WHAT THE EXERCISE ASKS -> From the line containing "Question. Give the pixel coordinates of a point on the striped" down to the last line of the data, output each line word for word and include nothing else.

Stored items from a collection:

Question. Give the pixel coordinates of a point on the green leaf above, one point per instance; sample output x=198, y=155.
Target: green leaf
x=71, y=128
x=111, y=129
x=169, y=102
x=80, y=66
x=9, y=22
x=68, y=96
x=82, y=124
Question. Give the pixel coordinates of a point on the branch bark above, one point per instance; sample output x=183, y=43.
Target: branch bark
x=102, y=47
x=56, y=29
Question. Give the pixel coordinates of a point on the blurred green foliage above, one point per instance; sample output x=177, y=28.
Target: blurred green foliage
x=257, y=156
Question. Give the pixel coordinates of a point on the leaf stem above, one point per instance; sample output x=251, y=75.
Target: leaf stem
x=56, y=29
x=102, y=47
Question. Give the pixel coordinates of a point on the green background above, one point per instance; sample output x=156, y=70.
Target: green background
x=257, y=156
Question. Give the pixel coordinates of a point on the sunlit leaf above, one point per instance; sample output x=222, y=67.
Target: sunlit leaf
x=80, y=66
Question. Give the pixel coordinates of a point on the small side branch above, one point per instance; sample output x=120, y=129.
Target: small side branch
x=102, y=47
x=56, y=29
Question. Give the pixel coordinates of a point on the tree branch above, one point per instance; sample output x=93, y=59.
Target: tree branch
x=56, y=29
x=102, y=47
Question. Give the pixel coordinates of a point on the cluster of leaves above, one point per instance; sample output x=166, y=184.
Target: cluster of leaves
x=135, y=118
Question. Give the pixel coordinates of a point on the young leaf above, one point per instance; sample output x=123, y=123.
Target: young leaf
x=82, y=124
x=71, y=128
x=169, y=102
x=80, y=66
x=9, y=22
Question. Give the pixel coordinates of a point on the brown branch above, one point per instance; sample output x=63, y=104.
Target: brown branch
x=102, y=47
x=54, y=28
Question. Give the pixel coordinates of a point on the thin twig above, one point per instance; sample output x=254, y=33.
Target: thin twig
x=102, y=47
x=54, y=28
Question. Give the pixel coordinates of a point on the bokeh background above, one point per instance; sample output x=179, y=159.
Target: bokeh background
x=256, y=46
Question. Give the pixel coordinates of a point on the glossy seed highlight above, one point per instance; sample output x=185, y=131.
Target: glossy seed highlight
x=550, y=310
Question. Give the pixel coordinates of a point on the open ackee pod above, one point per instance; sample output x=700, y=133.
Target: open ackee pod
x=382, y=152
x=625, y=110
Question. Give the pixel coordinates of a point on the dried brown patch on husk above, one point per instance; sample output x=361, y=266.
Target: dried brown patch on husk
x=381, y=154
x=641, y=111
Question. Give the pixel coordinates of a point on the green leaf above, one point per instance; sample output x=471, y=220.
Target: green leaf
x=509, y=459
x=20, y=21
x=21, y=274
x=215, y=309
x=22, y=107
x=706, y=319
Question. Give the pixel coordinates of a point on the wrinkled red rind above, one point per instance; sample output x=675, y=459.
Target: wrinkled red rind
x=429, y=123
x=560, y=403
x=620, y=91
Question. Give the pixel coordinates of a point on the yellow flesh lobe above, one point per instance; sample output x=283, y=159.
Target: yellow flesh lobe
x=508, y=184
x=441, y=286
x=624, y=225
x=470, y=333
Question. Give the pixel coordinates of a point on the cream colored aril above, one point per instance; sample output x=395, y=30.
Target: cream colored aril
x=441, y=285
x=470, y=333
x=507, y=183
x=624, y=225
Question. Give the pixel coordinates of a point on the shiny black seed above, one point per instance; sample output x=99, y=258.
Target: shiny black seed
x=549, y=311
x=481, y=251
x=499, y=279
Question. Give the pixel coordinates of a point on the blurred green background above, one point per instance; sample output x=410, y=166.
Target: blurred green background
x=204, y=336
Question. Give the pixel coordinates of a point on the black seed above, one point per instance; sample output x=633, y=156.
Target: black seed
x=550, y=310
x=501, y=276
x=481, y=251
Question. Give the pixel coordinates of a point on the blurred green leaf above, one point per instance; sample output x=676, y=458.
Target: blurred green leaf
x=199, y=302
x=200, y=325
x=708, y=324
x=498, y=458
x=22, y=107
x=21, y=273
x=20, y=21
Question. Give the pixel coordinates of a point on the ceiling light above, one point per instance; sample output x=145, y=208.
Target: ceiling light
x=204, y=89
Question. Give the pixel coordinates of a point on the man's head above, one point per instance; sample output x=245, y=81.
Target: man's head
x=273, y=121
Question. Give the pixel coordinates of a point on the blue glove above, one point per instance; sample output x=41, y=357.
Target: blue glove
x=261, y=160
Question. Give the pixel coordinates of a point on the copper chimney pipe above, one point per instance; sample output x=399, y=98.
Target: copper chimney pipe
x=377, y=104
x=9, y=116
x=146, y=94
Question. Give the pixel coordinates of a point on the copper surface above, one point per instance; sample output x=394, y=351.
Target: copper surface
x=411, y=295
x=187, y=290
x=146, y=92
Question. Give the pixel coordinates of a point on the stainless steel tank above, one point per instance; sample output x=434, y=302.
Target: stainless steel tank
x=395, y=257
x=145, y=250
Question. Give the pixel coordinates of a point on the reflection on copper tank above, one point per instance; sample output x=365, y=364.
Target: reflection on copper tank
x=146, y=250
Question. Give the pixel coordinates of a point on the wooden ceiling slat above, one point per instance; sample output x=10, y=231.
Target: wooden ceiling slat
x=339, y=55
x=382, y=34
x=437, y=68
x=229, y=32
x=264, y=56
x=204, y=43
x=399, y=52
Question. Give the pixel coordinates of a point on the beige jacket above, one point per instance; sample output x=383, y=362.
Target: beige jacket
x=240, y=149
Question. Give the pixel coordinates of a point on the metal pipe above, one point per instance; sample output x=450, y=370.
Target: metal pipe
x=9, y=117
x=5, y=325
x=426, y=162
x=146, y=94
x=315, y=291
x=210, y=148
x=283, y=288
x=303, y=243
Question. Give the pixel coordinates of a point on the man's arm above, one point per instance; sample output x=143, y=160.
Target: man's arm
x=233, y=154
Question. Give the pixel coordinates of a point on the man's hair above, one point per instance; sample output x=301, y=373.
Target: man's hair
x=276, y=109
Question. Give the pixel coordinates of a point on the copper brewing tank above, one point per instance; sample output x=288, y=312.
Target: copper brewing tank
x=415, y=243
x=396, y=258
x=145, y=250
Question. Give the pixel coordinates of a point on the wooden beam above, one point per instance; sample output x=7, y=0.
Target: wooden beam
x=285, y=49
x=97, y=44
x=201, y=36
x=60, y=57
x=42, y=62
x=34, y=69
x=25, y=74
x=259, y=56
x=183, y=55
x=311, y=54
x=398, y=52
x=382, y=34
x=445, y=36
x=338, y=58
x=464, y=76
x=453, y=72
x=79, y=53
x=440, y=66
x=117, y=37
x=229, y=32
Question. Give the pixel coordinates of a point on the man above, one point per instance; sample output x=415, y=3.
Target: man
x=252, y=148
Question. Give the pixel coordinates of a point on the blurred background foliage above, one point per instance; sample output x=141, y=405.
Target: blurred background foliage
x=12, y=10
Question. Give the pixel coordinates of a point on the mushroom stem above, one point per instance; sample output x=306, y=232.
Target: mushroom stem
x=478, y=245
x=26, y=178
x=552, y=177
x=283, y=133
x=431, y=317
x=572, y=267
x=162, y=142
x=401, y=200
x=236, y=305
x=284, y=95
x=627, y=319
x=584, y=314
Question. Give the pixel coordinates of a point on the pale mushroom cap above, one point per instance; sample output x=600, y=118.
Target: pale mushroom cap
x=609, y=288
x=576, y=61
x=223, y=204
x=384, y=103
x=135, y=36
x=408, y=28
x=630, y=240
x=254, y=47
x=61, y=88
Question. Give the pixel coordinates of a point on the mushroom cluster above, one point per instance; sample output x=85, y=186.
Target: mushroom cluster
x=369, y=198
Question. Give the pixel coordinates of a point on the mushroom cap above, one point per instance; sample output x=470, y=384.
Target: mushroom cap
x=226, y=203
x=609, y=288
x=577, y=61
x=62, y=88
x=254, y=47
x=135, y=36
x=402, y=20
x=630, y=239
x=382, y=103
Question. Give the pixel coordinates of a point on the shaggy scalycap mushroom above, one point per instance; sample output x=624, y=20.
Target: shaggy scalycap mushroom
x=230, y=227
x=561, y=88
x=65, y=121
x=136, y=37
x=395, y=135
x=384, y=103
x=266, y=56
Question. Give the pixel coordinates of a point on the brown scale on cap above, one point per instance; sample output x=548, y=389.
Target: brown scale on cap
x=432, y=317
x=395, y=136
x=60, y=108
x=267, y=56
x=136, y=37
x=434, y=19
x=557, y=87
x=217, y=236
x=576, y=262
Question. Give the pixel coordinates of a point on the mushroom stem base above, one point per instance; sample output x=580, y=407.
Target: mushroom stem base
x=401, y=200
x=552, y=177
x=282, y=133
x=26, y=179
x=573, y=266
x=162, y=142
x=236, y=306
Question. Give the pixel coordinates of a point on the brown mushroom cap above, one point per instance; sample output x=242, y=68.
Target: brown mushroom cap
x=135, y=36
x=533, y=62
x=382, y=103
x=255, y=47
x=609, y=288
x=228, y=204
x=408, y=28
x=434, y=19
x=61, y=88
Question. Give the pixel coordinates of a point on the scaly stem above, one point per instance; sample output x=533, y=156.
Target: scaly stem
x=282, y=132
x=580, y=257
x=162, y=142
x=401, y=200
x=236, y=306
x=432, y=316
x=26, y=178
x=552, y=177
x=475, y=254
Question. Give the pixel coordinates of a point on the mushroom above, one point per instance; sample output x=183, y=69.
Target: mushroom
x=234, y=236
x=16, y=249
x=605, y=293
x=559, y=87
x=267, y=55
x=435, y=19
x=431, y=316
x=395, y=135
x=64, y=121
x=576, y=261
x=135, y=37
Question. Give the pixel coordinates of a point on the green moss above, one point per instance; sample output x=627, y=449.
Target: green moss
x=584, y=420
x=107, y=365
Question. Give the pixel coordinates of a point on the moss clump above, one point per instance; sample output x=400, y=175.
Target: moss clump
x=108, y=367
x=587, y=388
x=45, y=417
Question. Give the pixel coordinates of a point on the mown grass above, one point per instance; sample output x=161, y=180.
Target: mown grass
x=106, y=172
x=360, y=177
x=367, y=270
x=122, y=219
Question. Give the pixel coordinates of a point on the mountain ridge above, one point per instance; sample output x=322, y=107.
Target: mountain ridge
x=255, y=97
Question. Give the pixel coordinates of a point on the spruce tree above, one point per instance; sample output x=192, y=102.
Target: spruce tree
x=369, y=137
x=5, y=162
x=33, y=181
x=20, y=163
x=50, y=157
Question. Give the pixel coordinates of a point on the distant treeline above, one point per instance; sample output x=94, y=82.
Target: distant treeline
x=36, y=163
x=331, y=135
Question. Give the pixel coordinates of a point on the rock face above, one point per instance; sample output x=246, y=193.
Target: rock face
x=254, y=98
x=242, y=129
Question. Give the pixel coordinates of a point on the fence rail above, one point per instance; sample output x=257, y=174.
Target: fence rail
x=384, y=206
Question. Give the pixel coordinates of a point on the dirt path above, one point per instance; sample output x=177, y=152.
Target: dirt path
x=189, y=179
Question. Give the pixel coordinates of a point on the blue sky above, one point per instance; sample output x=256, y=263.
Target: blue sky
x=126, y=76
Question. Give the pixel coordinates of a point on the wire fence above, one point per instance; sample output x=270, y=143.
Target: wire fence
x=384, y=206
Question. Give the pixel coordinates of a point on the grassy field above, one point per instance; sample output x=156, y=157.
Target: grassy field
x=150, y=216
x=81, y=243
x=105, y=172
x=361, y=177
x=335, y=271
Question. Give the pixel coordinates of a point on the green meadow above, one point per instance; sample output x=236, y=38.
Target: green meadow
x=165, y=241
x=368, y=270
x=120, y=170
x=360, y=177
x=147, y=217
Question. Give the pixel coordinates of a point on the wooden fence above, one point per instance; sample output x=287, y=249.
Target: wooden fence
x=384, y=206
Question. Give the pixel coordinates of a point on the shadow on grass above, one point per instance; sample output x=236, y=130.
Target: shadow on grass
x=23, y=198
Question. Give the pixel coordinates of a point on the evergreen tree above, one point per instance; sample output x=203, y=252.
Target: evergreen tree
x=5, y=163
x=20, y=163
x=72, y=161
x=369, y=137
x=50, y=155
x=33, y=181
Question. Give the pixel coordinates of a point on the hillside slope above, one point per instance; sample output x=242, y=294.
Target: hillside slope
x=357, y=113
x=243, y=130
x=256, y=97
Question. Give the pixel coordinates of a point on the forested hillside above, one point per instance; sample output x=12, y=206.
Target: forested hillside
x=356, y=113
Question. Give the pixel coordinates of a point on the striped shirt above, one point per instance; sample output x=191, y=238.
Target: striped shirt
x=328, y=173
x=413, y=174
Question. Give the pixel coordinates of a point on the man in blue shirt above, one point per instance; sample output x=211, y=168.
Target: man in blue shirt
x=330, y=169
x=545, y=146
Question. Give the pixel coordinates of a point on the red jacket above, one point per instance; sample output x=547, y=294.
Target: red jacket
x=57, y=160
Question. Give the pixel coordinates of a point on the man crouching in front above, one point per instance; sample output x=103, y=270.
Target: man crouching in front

SOLUTION BELOW ->
Question. Give the pixel coordinates of a point on the striped shirt above, one point per instance; sample output x=191, y=238.
Target: striped shirt
x=328, y=173
x=413, y=174
Question. Give the pixel coordinates of a point on the man in blue shirt above, one point per instance; sample output x=211, y=168.
Target: man in blue shirt
x=330, y=169
x=545, y=146
Question. Give the pixel coordinates of a point on the red jacket above, one point per instance; sample output x=547, y=294.
Target: red jacket
x=57, y=160
Question. Give the pixel coordinates of a point on the man crouching in front above, one point per instance; sample output x=103, y=270.
Target: man crouching in front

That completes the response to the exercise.